Given problem ▸
Rewrite all the rows below, changing "drop a marker" to "place a point" wherever it occurs and leaving everything else as it is. Leave the pictures out of your answer.

===== Excerpted records

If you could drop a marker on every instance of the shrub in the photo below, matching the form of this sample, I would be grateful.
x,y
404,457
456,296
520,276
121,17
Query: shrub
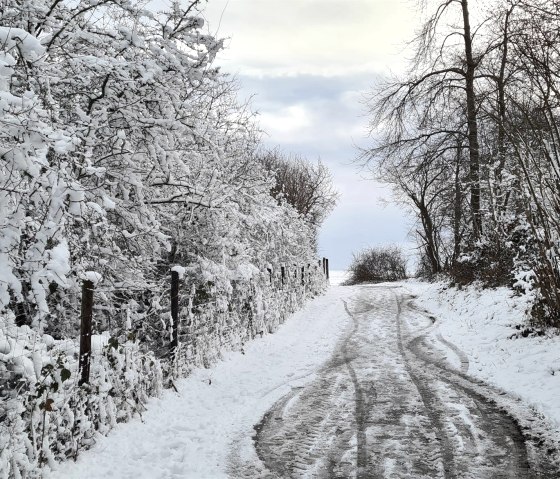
x,y
377,265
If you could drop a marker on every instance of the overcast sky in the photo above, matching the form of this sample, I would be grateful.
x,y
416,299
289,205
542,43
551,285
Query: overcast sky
x,y
307,64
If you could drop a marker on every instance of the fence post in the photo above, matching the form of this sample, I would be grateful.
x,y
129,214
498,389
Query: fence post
x,y
175,309
85,331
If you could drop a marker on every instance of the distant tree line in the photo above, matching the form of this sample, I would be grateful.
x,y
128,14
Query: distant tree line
x,y
470,140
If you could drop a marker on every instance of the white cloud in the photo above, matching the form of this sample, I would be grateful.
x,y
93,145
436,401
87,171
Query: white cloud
x,y
286,121
324,37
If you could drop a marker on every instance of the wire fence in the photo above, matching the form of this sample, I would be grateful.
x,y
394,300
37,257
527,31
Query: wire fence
x,y
58,395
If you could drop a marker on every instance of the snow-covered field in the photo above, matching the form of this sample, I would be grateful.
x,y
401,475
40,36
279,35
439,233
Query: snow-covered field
x,y
188,433
482,323
337,277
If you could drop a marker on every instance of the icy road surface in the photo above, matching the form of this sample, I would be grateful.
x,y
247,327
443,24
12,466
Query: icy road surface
x,y
358,385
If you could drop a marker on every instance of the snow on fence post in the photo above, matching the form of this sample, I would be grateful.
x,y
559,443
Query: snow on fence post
x,y
85,331
174,309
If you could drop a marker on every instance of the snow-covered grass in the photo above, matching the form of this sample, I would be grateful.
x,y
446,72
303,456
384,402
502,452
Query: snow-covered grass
x,y
337,277
488,325
189,433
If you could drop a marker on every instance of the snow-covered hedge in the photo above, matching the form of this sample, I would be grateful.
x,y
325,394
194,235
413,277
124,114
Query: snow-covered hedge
x,y
124,154
46,417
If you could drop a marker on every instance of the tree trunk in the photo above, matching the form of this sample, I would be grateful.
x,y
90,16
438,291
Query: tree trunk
x,y
474,149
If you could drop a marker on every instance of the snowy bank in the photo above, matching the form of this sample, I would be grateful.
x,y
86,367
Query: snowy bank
x,y
189,433
490,327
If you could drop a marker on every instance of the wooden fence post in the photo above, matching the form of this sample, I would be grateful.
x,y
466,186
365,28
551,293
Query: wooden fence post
x,y
85,331
175,309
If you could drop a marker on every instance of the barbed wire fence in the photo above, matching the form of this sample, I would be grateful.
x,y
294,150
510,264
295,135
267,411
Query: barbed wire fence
x,y
58,395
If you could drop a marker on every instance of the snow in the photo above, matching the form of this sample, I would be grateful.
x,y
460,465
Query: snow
x,y
337,277
482,324
180,270
92,276
189,433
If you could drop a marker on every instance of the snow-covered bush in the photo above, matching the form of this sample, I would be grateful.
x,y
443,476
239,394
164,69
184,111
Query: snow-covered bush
x,y
124,152
376,265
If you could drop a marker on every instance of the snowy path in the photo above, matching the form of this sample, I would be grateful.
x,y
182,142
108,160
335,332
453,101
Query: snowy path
x,y
359,384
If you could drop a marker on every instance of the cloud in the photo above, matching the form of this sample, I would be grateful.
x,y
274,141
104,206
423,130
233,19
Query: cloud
x,y
317,116
321,37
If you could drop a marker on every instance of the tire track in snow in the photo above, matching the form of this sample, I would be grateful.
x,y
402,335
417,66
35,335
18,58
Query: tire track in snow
x,y
360,402
495,425
433,409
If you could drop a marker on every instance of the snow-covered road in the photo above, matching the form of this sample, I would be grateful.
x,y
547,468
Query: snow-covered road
x,y
359,384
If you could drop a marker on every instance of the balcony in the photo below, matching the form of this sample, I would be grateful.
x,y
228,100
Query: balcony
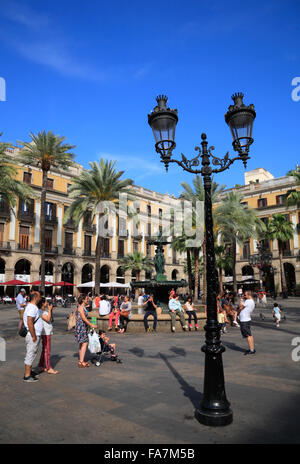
x,y
70,224
5,246
69,251
26,216
24,248
89,227
51,220
4,211
51,251
105,255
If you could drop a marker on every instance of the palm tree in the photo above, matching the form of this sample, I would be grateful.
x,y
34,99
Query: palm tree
x,y
136,262
10,188
293,196
101,184
46,151
236,222
282,230
179,244
193,195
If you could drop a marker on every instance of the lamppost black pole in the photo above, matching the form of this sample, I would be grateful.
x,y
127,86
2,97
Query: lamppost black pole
x,y
214,409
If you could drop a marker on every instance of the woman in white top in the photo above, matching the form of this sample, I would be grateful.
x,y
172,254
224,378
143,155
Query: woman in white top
x,y
190,310
44,363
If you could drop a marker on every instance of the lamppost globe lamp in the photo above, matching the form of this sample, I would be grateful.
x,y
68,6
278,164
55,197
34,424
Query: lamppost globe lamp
x,y
162,121
240,118
214,409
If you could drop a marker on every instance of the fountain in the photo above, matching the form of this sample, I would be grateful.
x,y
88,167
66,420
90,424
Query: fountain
x,y
159,286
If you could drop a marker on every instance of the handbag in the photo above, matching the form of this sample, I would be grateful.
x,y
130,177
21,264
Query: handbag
x,y
72,321
24,331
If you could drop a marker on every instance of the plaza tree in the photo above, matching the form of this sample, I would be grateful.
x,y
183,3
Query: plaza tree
x,y
282,230
236,223
94,191
193,195
11,189
46,151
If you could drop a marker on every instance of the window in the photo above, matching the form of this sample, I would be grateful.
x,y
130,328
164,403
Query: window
x,y
50,183
24,238
27,177
48,240
121,248
87,245
50,211
280,199
262,203
68,241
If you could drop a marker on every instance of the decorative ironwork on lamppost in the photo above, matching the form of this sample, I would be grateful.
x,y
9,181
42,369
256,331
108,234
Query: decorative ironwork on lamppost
x,y
214,409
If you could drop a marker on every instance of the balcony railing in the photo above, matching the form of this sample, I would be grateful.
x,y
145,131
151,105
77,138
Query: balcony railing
x,y
51,251
25,248
68,251
26,216
51,220
5,246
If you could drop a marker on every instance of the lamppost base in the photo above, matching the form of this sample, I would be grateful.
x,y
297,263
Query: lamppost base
x,y
214,419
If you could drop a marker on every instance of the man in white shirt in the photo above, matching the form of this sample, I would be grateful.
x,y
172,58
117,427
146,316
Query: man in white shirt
x,y
246,308
104,306
21,303
34,324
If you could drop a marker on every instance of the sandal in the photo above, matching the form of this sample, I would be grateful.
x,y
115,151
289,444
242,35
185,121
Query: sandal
x,y
83,364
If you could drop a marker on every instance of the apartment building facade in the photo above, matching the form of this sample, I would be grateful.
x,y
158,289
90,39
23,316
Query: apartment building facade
x,y
70,250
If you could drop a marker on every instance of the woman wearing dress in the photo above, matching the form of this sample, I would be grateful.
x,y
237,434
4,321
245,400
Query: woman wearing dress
x,y
82,329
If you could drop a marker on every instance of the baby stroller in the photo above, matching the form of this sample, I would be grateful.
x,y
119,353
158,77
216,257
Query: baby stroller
x,y
101,350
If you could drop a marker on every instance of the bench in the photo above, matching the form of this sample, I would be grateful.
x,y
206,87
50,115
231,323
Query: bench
x,y
136,322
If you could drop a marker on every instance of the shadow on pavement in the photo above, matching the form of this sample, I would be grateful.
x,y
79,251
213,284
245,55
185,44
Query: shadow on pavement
x,y
190,392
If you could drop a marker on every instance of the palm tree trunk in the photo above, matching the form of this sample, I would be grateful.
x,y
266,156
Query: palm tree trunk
x,y
98,256
204,271
42,231
196,291
282,273
189,269
234,265
220,280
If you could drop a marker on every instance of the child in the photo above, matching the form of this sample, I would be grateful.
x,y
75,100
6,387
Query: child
x,y
276,314
108,347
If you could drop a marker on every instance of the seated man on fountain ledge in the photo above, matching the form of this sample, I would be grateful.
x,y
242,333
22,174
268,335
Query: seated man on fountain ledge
x,y
174,309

==========

Answer below ▸
If you could place a point on every instance of the shrub in the photo below, matching the form of this sample, I would be grateful.
x,y
404,457
456,296
520,276
121,17
Query: shrub
x,y
377,265
If you could place a point on every instance of the overcast sky in the photo above, matching the form of this sample, I would be grateful.
x,y
416,299
289,205
542,43
551,285
Query: overcast sky
x,y
307,64
If you could place a point on every instance of the fence post in the photo above, matching the form of this sample, I would be grateful.
x,y
129,214
498,389
Query: fence post
x,y
175,309
85,331
If you could place a point on every instance of the distant tree line in the photo above, matching the form of this sample, I would be grateful.
x,y
128,14
Query: distant tree line
x,y
470,140
If you could place a point on every instance of the white cloud in the photo above, matching the form of this sample, I would be grateful.
x,y
93,145
436,401
87,171
Query: white cloud
x,y
286,121
324,37
If you could place a point on every instance of the wire fence in the photo above, matching the form of this sample, I would be grateful.
x,y
394,300
37,257
527,31
Query: wire fence
x,y
58,395
If you could place a point on every instance of the snow-covered field in the photo above, matching the form of this sample, I would be grateful.
x,y
401,475
40,36
279,35
439,233
Query: snow-covered field
x,y
188,433
482,323
337,277
If you could place a point on every instance of the icy road surface in the photo above, matching the form of this sample, I would be grateful.
x,y
247,327
443,24
12,466
Query: icy road surface
x,y
358,385
If you could place a point on every instance of the snow on fence post in the photo above, matching the form of this sample, I would be grateful.
x,y
559,443
Query: snow on fence post
x,y
85,331
174,309
If you could place a point on every instance of the snow-covered grass in the photo above, matching the form of this sample, I would be grateful.
x,y
446,72
303,456
384,402
502,452
Query: snow-covered grass
x,y
337,277
488,325
189,433
If you could place a point on every instance of the snow-covered hedge in the photo above, matching the form of this sample, I would be grateful.
x,y
325,394
194,235
413,277
124,114
Query: snow-covered hedge
x,y
124,154
46,417
If you could place a point on every instance of the tree trunk in the photo above, matching the form of this sample, I would be grateful.
x,y
90,16
438,291
Query: tree trunk
x,y
474,149
If you could place a point on every instance of the snowy bank in the photo above, matching the form of this sample, I would be grateful.
x,y
86,367
Query: snowy bank
x,y
189,433
490,327
If you could place a point on every instance of the wooden fence post in the photo above, matching the form of this sample, I would be grateful.
x,y
466,186
365,28
551,293
Query: wooden fence post
x,y
85,331
175,309
If you could place a point on every instance of the barbed wire fence in the photo above, matching the form of this sample, I would be grateful.
x,y
294,150
510,264
295,135
267,411
Query: barbed wire fence
x,y
58,395
If you could place a point on every instance of the snow in the photo above, matching the form of this sample, I would be grateful.
x,y
460,465
Query: snow
x,y
337,277
482,324
180,270
92,276
189,433
If you could place a point on every instance of the snow-covered bush in the photo above, matching the form of this sample, I would be grateful.
x,y
443,476
239,394
164,69
184,111
Query: snow-covered bush
x,y
124,152
376,265
If you could place a point on every instance of the snowy path in the photo above, matching the form of this sample, I would be grateful.
x,y
182,142
108,160
335,332
453,101
Query: snowy path
x,y
359,384
If you could place a point on every instance of the cloud in the photo above, matching the form of this sample, I would be grateful.
x,y
274,141
104,206
423,130
233,19
Query: cloud
x,y
317,116
321,37
If you could place a point on every instance of the tire track in snow in the photo above, matching the form of this sample, I would be grateful.
x,y
402,335
417,66
35,335
18,58
Query: tire track in snow
x,y
360,402
495,425
433,409
If you could place a point on every instance of the snow-covered road in the photo above, matching the form of this sample, I would be grateful.
x,y
547,468
Query: snow-covered road
x,y
359,384
If you could place a point on every instance of the balcony in the photo below, matching the form of this sample, I would be grateful.
x,y
228,100
Query: balcony
x,y
70,224
5,246
69,251
26,216
24,248
89,227
51,220
4,211
51,251
105,255
If you could place a point on every instance of the palm tree in the photo above, matching the form of this sample, I would be grateful.
x,y
34,99
Query: palm tree
x,y
136,262
10,188
293,196
101,184
46,151
236,222
282,230
179,244
193,195
If you could place a point on every instance of the lamppost black pole in the photo above, matching the form of this sample, I would be grateful.
x,y
127,86
2,97
Query: lamppost black pole
x,y
214,409
If you could place a point on every instance of the woman in white top in the photo above, matching the form of this sample, I would be grateful.
x,y
172,254
224,378
143,155
Query: woman in white top
x,y
190,310
44,363
If you could place a point on every instance of the lamppost globe lamp in the photo above, matching the form of this sample, I would be grateful.
x,y
68,6
278,164
55,197
34,424
Query: lamppost globe lamp
x,y
162,121
240,118
214,409
If you could place a point on every instance of the fountain in the photo above, matching the form of this sample, I would be grateful.
x,y
88,167
66,420
90,424
Query: fountain
x,y
159,286
If you could place a point on every instance of the handbag in the photo above, matching the form of this sample, I would be grateful.
x,y
130,177
21,264
Query: handbag
x,y
72,321
24,331
If you could place a point on every instance of the plaza tree in the photo above, matching the form of this sample, I would be grateful.
x,y
183,3
Query: plaza tree
x,y
282,230
236,223
94,191
193,195
11,189
46,151
If you could place a point on every instance of the window in the photo above, matching the form of this sample, I would be grateful.
x,y
130,328
164,403
Query: window
x,y
50,183
24,238
27,177
48,240
121,248
87,245
50,211
280,199
262,203
68,241
If you could place a point on every instance of the decorative ironwork on lamppost in the photo above, matching the form of this sample, I would be grateful.
x,y
9,181
42,369
256,331
108,234
Query: decorative ironwork on lamppost
x,y
214,409
If you could place a point on every instance of the balcony railing in the photo above, matching the form of this sample, I would be grateful.
x,y
145,131
151,105
77,138
Query: balcony railing
x,y
51,251
25,248
68,251
26,216
51,220
5,246
If you could place a point on every instance of the lamppost base in the photo above, matching the form of this sample, I would be grateful.
x,y
297,263
Query: lamppost base
x,y
214,419
If you could place a point on every instance of the man in white shirt in the photo above, matching the form of this sample, I would be grateful.
x,y
172,58
117,427
146,316
Query: man in white shirt
x,y
246,308
104,306
21,303
34,324
If you could place a point on every instance of the sandal in the photo above, matching the form of this sample, I would be grateful.
x,y
115,151
289,444
242,35
185,121
Query: sandal
x,y
83,364
If you could place a point on every instance of the apartment building facade in the photo above, matching the form of this sample, I would be grateful.
x,y
158,289
90,39
23,316
Query: apartment building facade
x,y
70,250
If you could place a point on every instance of the woman wearing dress in the photo above, matching the form of this sample, I would be grateful.
x,y
237,434
4,321
245,400
Query: woman wearing dress
x,y
82,329
If you could place a point on every instance of the baby stroller in the photo above, matching the form of this sample, I would be grateful.
x,y
119,353
158,77
216,257
Query: baby stroller
x,y
101,350
If you could place a point on every instance of the bench in the photo above, matching the form of this sample, I would be grateful.
x,y
206,87
50,115
231,323
Query: bench
x,y
136,322
If you could place a point on every instance of the shadow on pavement in the photo above, matching the form of this sample, I would be grateful.
x,y
79,251
213,284
245,55
185,44
Query: shadow on pavement
x,y
190,392
If you could place a point on every instance of the palm tree trunk in the photo above, matching the form of this sample, I would be grateful.
x,y
266,156
Query: palm tree trunk
x,y
98,256
204,271
42,231
196,291
282,273
189,269
234,265
220,280
If you could place a point on every instance of the child in the photo above, matching the form of this sample, I would be grateful.
x,y
75,100
6,387
Query: child
x,y
276,314
108,347
If you could place a point on every instance of the seated man on fountain ledge in the photo above, matching the form of this sample, I would be grateful.
x,y
242,333
22,174
268,335
Query: seated man on fountain ledge
x,y
174,309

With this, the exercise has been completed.